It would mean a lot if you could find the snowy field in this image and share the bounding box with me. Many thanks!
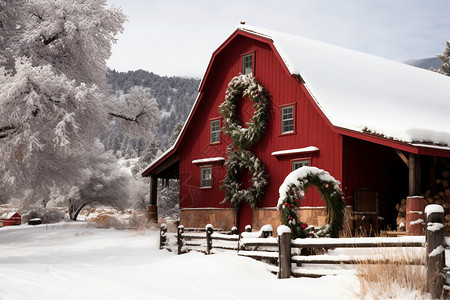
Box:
[0,222,425,300]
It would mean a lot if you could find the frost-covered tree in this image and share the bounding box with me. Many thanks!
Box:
[49,142,132,220]
[0,0,132,211]
[108,86,160,140]
[433,41,450,76]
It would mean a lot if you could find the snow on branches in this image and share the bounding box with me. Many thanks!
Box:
[277,166,345,238]
[108,86,160,140]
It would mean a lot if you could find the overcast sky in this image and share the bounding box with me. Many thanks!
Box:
[107,0,450,78]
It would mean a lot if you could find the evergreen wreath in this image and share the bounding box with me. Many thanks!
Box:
[219,74,270,149]
[277,166,345,239]
[219,74,270,209]
[220,150,268,209]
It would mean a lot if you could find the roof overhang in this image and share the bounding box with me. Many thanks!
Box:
[335,127,450,158]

___

- [Task prompt]: Print the whole listing above word for word, leaving out the picture.

- [Solution to the exercise]:
It would mean a lot if you could find the snowy field in this image and share the bounding box with me. Many thanks!
Box:
[0,222,425,300]
It would mean a lot if you could find the frost-covered tree in this image and share the bounding box with me. Many thanks!
Box:
[49,142,132,220]
[0,0,132,211]
[108,86,160,140]
[433,41,450,76]
It would mean a lot if you could find the snow on branches in this image and share the bounding box with me. Many thanks!
Box:
[277,166,345,238]
[108,86,160,140]
It would mean a lot if you could find the overcast sky in this image and share the bounding box with me. Many thanks!
Box:
[107,0,450,78]
It would mean a lot if you could find the evergreen wreath in this image and share the bounding box with me. Many thanks!
Box:
[219,74,270,149]
[277,166,345,239]
[219,74,270,209]
[220,150,268,209]
It would mean a lot if you could find the roof overhang in this image and share the bounding box with me. Many thanks!
Box:
[335,127,450,158]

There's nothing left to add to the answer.